Exercise set –
1. According to the coronavirus news roundup, in which two cities did Japan open its mass inoculation centers?
2. Translate this sentence from the coronavirus news roundup into Spanish: "The centres in Tokyo and Osaka will vaccinate thousands of people every day, giving a boost to Japan’s sluggish inoculation drive as officials battle a fourth wave of infections."
Extract to read Block Start
What you need to know about the coronavirus right now

(Reuters) – Here’s what you need to know about the coronavirus right now:

A teenager receives a coronavirus disease (COVID-19) vaccine at a clinic run by the Philadelphia Department of Public Health in partnership with the Black Doctors COVID-19 Consortium to encourage all eligible teenagers to get vaccinated in Philadelphia, Pennsylvania, U.S., May 18, 2021. REUTERS/Hannah Beier

Japan opens mass vaccination sites for elderly

Japan opened mass inoculation centres on Monday as the country races to vaccinate most of its elderly population against COVID-19 before the start of the Tokyo Olympics.

The centres in Tokyo and Osaka will vaccinate thousands of people every day, giving a boost to Japan’s sluggish inoculation drive as officials battle a fourth wave of infections.

Hospitals in Osaka are buckling, running out of beds and ventilators as exhausted doctors warn of a “system collapse” and advise against holding the Olympics.

Taiwan considering extending alert level

Taiwan is considering extending its second highest COVID-19 alert that was due to expire at the end of the week, the health minister said on Monday, as he reported a further increase in domestic cases despite tighter social restrictions.

However, Health Minister Chen Shih-chung also said an infection peak was registered last Monday and should continue to decline.
Extract to read Block End
Data excerpts Block Start
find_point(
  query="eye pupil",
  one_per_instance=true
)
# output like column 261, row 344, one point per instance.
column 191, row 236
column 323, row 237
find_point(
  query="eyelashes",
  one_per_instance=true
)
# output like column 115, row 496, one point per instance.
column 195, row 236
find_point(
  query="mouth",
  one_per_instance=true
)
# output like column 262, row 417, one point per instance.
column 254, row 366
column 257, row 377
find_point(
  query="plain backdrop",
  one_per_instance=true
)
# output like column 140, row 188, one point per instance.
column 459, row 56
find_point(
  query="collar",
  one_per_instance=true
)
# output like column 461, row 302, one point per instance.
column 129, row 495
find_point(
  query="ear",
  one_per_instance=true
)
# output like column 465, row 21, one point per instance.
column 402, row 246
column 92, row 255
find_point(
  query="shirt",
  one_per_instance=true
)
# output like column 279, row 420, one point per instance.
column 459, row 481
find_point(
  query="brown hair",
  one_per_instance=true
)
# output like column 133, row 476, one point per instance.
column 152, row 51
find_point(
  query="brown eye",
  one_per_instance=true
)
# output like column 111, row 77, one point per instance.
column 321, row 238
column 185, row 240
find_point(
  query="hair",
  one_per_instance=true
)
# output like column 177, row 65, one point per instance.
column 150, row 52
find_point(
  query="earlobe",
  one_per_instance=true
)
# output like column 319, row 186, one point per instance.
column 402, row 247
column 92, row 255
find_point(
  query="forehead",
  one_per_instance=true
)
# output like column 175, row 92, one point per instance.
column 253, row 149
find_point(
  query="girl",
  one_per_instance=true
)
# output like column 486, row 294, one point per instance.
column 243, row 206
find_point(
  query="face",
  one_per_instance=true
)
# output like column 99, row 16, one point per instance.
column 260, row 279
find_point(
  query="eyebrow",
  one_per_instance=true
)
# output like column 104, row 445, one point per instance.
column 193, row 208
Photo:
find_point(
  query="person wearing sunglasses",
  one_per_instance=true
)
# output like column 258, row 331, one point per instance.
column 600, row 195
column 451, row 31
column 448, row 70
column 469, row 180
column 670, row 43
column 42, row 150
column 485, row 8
Data excerpts Block End
Exercise solutions –
1. Tokyo and Osaka

2. Los centros de Tokio y Osaka vacunarán a miles de personas cada día, lo que impulsará la lenta campaña de vacunación de Japón mientras las autoridades combaten una cuarta ola de contagios.